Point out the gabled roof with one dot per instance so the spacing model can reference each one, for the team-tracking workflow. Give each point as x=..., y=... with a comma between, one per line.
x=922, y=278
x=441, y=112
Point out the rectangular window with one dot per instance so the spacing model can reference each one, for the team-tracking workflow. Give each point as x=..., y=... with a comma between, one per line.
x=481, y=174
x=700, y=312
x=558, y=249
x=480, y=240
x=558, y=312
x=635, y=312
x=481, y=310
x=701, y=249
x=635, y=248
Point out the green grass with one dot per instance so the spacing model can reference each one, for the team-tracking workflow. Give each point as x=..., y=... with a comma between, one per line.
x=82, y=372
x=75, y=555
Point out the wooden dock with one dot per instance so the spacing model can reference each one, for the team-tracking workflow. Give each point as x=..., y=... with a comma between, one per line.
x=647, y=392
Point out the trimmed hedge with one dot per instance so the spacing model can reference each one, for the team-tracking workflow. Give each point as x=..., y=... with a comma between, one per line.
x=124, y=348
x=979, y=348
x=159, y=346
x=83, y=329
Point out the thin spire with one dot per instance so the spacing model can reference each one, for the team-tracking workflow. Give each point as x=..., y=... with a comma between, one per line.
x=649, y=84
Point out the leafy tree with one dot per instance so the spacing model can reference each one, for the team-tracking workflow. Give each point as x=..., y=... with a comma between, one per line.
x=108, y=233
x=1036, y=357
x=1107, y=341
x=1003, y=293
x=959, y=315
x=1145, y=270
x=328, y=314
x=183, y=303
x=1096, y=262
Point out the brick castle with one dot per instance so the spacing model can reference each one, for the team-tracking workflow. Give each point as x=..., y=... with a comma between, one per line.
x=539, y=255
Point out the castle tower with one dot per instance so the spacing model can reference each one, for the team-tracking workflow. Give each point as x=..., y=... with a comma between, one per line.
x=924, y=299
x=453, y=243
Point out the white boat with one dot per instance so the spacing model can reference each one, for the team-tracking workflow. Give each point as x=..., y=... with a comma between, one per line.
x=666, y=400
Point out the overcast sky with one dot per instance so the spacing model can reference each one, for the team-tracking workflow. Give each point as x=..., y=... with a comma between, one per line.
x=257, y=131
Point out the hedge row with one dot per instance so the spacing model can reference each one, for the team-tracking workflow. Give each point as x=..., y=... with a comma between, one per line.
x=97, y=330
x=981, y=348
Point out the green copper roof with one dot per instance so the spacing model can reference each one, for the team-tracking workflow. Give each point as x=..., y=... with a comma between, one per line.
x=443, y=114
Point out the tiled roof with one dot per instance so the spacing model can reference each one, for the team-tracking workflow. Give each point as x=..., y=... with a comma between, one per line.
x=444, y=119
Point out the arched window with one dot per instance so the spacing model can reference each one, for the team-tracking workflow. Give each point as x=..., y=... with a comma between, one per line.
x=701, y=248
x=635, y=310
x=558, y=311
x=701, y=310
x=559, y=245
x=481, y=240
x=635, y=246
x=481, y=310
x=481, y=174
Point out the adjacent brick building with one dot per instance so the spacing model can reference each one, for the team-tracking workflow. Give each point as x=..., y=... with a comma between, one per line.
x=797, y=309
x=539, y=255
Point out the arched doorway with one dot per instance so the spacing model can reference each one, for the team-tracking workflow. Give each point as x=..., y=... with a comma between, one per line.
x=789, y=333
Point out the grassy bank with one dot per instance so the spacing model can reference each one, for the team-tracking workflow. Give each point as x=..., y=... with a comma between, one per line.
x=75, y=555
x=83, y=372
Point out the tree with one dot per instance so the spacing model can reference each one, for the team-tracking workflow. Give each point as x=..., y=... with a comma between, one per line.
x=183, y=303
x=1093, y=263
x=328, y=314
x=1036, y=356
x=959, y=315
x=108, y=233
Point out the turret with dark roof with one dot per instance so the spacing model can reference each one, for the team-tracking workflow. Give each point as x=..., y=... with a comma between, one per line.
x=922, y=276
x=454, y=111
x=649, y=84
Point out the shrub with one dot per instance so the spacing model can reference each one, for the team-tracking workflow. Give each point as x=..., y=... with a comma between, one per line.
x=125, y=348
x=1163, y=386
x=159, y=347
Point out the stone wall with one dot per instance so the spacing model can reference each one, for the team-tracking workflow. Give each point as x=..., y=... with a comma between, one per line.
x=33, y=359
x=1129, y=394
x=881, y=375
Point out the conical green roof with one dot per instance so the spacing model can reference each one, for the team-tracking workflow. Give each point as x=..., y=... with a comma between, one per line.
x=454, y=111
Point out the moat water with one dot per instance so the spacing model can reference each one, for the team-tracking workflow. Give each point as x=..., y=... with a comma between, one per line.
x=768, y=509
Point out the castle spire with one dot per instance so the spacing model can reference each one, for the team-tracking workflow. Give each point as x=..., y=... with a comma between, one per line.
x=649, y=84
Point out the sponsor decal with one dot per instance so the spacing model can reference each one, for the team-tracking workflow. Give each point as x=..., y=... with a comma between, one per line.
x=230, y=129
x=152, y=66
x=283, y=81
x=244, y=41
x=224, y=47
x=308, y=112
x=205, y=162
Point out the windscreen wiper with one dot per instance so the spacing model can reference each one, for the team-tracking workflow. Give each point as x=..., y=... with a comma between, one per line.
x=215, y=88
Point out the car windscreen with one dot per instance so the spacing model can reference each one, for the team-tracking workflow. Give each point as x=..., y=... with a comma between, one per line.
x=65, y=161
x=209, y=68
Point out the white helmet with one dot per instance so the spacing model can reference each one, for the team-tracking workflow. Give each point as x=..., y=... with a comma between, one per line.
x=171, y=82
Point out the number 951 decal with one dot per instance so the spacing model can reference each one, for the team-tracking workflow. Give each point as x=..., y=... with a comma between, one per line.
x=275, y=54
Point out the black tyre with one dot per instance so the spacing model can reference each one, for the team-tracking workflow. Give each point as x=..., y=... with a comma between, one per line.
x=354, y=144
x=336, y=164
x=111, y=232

□ □ □

Output the full listing exactly as it stands.

Point out the gabled roof with one dot per instance so the spacing model can reference each one, for the team-tracking workflow. Give each point as x=..., y=... with a comma between, one per line.
x=922, y=278
x=441, y=112
Point out the rectangular window with one dot per instance so the spacing model can reference each one, for the team-tracking workflow. Give each point as x=..., y=... with a comma between, one per line.
x=481, y=174
x=700, y=312
x=558, y=249
x=480, y=240
x=558, y=312
x=635, y=312
x=481, y=310
x=701, y=249
x=635, y=248
Point out the green grass with one dot per instance so the spacing model can reference each one, for the team-tracking workflow. Give each point as x=..., y=... with a comma between, one per line.
x=82, y=372
x=75, y=555
Point out the wooden dock with one dot per instance so the spacing model can reference each one, for the team-tracking workflow. Give each point as x=..., y=... with a comma between, one per line.
x=647, y=392
Point out the trimmed hedge with one dot per instance so the spacing model can reference each one, for the team-tracking workflow. Give each point as x=..., y=... with a comma between, one per line.
x=124, y=348
x=979, y=348
x=159, y=346
x=83, y=329
Point out the thin spire with one dot per instance so the spacing model can reference each one, for the team-tracking workflow. Give each point as x=..., y=... with a comma between, one per line.
x=649, y=84
Point out the leafy tree with one dot per instance so the spacing model can reference each one, for the team-tracking workflow. Give each point as x=..., y=... with a comma between, one per line.
x=108, y=233
x=1036, y=357
x=1107, y=341
x=1003, y=293
x=959, y=315
x=1145, y=270
x=328, y=314
x=183, y=303
x=1096, y=262
Point out the brick castle with one dot per instance so the spacing model can reference each one, for the team-tracking workflow. Give each point as x=..., y=... with a comma between, one per line.
x=539, y=255
Point out the castle tower with one dot per instance so the spacing model can reference each one, for the team-tracking workflow. Give each point as x=..., y=... with a comma between, one per line.
x=924, y=299
x=453, y=243
Point out the white boat with one dot per instance so the spacing model can reference each one, for the team-tracking workflow. Give each point as x=..., y=... with a comma between, one per line.
x=666, y=400
Point out the overcast sky with one dot per instance so the spacing model can reference each one, for the team-tracking workflow. Give each point as x=..., y=... with a comma between, one per line.
x=257, y=131
Point out the hedge row with one dot per instance so the spacing model can reference each one, for the team-tracking workflow. Give each point as x=..., y=... with a comma between, one per line.
x=97, y=330
x=981, y=348
Point out the green copper roof with one dot per instance so the spacing model can reference each one, for the team-tracking workflow. Give each point as x=..., y=... with a comma between, one per line.
x=443, y=114
Point out the tiled roof with one dot per instance so the spacing model can reference each one, for the team-tracking workflow. Give each point as x=..., y=... with a comma between, one per line.
x=444, y=119
Point out the arched window with one dot per instance so the spacing model can reference each one, for the team-tracking workflow. Give each point as x=..., y=... with a comma between, one per line.
x=701, y=248
x=635, y=310
x=558, y=311
x=701, y=310
x=559, y=245
x=481, y=240
x=635, y=246
x=481, y=310
x=481, y=174
Point out the adjacent brick building with one dot per instance so the spacing model can reference each one, for the team-tracking workflow. Give each point as x=..., y=... with a comma between, one per line.
x=797, y=309
x=539, y=255
Point out the arched doorway with one dot per instance so the spacing model can reference each one, for the team-tracking workflow. Give each point as x=..., y=... with a comma between, one per line.
x=789, y=333
Point out the grassy bank with one dot per instance so the spacing model can reference each one, for the team-tracking workflow. Give each point as x=..., y=... with a comma between, one per line.
x=75, y=555
x=83, y=372
Point out the tree with one dot per instance so the spacing model can reference each one, for the team-tracking workflow. Give each point as x=..., y=... with a comma between, one per line.
x=183, y=303
x=1093, y=263
x=328, y=314
x=1036, y=356
x=959, y=315
x=108, y=233
Point out the turret with dark roof with one dot per instance so the spacing model can reference each one, for the team-tracking workflow. Give each point as x=..., y=... with a comma between, one per line.
x=922, y=276
x=454, y=111
x=649, y=84
Point out the shrub with one dot per instance so the spacing model can reference each one, for the team-tracking workflow. Give each point as x=..., y=... with a comma between, one per line.
x=125, y=348
x=1163, y=386
x=159, y=347
Point out the stone wall with one dot per instance so the spacing model can reference each one, for the team-tracking workflow. Give each point as x=..., y=... with a comma between, one per line.
x=33, y=359
x=1129, y=394
x=881, y=375
Point out the conical green roof with one dot per instance so the spacing model can reference each one, for the team-tracking workflow. Give each point as x=..., y=... with a comma between, one per line.
x=454, y=111
Point out the moat water with one dot per instance so the spacing model can reference each one, for the team-tracking workflow. Give each point as x=..., y=... with a comma between, one per line.
x=768, y=509
Point out the castle spire with one dot per instance so the spacing model can reference each one, for the team-tracking workflow. Give each point as x=..., y=... with a comma between, one per line.
x=649, y=84
Point out the sponsor decal with one dot per instance so the spacing model can reference each one, for the team-tracking workflow. Give each point as x=..., y=... with a comma between, one per line.
x=230, y=129
x=152, y=66
x=283, y=81
x=244, y=41
x=224, y=47
x=308, y=112
x=205, y=162
Point out the windscreen wiper with one dot per instance so the spacing model can reference each one, for the team-tracking workflow. Give each point as x=..., y=... with a comma between, one per line.
x=215, y=88
Point out the car windscreen with one dot per instance so the spacing model can reference each one, for the team-tracking workflow. Give each point as x=..., y=... with a comma between, one per line.
x=65, y=161
x=209, y=68
Point out the white helmet with one dot per instance so the spacing model can reference each one, for the team-tracking workflow. Give each point as x=..., y=... with a comma between, one per line.
x=171, y=82
Point out the number 951 decal with one dot per instance so the spacing model can reference each one, for the team-tracking workflow. Give each point as x=..., y=... with a comma between, one per line.
x=275, y=54
Point out the black tyre with one dot per instance so the spacing model can reference each one, for the team-tracking workflow. Give each point as x=..., y=... with a comma between, one per line.
x=354, y=144
x=336, y=164
x=111, y=232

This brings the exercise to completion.